◆ **Task goal**
Give the listing again, word for word.

── Data in this exercise

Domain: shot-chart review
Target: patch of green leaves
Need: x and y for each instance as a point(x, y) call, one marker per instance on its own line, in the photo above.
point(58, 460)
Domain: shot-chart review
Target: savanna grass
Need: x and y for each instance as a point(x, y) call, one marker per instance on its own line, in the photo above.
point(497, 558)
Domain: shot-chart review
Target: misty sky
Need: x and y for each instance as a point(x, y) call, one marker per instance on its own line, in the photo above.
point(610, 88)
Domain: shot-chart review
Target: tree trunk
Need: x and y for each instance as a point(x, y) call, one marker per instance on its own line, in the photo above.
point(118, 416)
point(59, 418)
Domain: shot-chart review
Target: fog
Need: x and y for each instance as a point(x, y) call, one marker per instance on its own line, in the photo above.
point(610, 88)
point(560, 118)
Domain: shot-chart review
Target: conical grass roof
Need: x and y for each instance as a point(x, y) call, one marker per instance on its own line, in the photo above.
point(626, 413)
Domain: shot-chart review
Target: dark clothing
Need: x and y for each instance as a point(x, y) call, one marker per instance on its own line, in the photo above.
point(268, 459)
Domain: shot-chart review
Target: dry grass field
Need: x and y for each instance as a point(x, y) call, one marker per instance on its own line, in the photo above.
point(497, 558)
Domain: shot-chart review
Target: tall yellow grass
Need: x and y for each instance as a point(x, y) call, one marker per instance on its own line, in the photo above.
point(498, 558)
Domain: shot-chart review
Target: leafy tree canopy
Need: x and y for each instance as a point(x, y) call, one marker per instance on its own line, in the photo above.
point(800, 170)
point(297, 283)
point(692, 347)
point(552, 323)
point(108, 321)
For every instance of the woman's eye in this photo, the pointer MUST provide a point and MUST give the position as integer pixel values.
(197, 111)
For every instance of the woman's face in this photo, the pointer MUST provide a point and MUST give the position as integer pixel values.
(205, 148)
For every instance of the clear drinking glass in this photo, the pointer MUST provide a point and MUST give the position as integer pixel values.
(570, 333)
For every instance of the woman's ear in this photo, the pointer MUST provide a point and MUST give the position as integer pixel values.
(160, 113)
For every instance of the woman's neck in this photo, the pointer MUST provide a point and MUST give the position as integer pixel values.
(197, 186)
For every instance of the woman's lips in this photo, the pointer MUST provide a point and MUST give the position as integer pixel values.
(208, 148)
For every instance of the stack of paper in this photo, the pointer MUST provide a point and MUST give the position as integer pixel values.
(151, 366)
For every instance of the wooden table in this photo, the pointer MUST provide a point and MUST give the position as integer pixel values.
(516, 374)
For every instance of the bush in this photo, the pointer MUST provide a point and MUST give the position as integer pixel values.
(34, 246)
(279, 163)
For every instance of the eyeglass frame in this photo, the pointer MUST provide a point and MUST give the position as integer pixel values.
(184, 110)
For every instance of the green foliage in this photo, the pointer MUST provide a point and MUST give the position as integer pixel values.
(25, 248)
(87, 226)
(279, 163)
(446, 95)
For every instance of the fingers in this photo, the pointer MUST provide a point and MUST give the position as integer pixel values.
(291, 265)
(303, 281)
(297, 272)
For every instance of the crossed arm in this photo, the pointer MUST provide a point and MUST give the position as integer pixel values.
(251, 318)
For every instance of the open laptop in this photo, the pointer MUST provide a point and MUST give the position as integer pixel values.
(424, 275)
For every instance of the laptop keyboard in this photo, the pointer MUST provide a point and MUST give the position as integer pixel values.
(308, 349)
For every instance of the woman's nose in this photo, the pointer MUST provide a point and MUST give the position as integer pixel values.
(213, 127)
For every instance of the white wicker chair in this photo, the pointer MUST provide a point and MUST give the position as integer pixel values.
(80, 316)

────

◆ **Output**
Domain: shot-chart review
Target: patch of green leaves
Need: x and y for each instance as a point(x, y) call, one marker per instance on its own line, in the photo above.
point(58, 460)
Domain: shot-chart review
Target: savanna grass
Need: x and y for each instance as a point(x, y) call, one marker per instance on its own line, in the photo above.
point(497, 558)
Domain: shot-chart review
Target: misty sky
Need: x and y for each instance as a point(x, y) call, one marker per instance on its own line, in the photo above.
point(610, 88)
Domain: shot-chart review
Target: tree trunk
Need: x and y for each instance as a point(x, y) call, one marker per instance on its own line, in the photo above.
point(118, 416)
point(59, 418)
Domain: shot-chart review
Target: fog
Need: x and y for each instance as a point(x, y) call, one marker per instance on its own line, in the photo above.
point(610, 88)
point(560, 118)
Domain: shot-chart review
Target: conical grass roof
Need: x and y for each instance as a point(x, y) call, one marker per instance on its own line, in the photo above.
point(626, 413)
Domain: shot-chart review
Target: dark clothing
Need: x and y for each instance as a point(x, y) call, one marker per instance on its own line, in the photo above.
point(268, 459)
Domain: shot-chart review
Target: dry grass field
Need: x and y for each instance as a point(x, y) call, one marker per instance on its own line, in the photo above.
point(497, 558)
Domain: shot-chart review
Target: tall yellow grass
Need: x and y for each instance as a point(x, y) call, one marker per instance on its own line, in the photo above.
point(498, 558)
Domain: shot-chart review
Target: leafy tree canopy
Need: x and y for each instance as a point(x, y) call, one marker per instance on its own line, in the photo above.
point(800, 170)
point(297, 283)
point(692, 347)
point(552, 323)
point(108, 321)
For every instance of the woman's eye in this photo, the pointer MUST provide a point and MUST give the position as integer pixel values.
(197, 111)
For every instance of the woman's face in this photo, the pointer MUST provide a point and MUST give the position as integer pixel values.
(205, 148)
For every instance of the clear drinking glass in this photo, the pointer MUST provide a point and MUST give the position as integer pixel values.
(570, 333)
For every instance of the woman's ear in this photo, the pointer MUST provide a point and MUST give the position as integer pixel values.
(160, 113)
For every instance of the woman's neck in this photo, the pointer MUST provide a point and MUST give the position as integer pixel values.
(197, 186)
For every instance of the woman's lips in this photo, the pointer MUST provide a point and MUST give the position as integer pixel values.
(208, 148)
For every instance of the stack of paper in this photo, the pointer MUST provide a point and MUST give the position as integer pixel values.
(151, 366)
For every instance of the wooden table in this photo, the pointer MUST provide a point and MUST give the position as integer pixel values.
(516, 374)
For every instance of the bush in this photo, the pointer MUST provide a point and MUST give the position as integer pixel values.
(34, 246)
(279, 163)
For every instance of the eyeglass frame in this photo, the pointer MUST provide a point and MUST give the position as integer pixel values.
(184, 110)
For every instance of the green foliage in this photo, the pointer MUST provide a point and MUST give the position as integer pixel values.
(25, 248)
(87, 226)
(279, 163)
(446, 95)
For every instance of the fingers in this photo, the pointer MUST provide a point and MUST give the position as integer pixel values.
(291, 265)
(303, 281)
(297, 272)
For every instance of the crossed arm in this photo, the pointer MUST provide a point and MUST give the position as integer pixel values.
(251, 318)
For every instance of the open laptop in this photo, the pointer MUST provide a point and MUST give the position as integer pixel values.
(424, 275)
For every instance of the laptop keyboard in this photo, the pointer MUST provide a point and MUST give the position as integer pixel values.
(308, 349)
For every instance of the woman's nose in this photo, the pointer MUST provide a point and MUST give the position as integer pixel values.
(213, 127)
For every instance of the white wicker chair in this photo, the pointer MUST provide a point and MUST give the position as integer pixel values.
(80, 316)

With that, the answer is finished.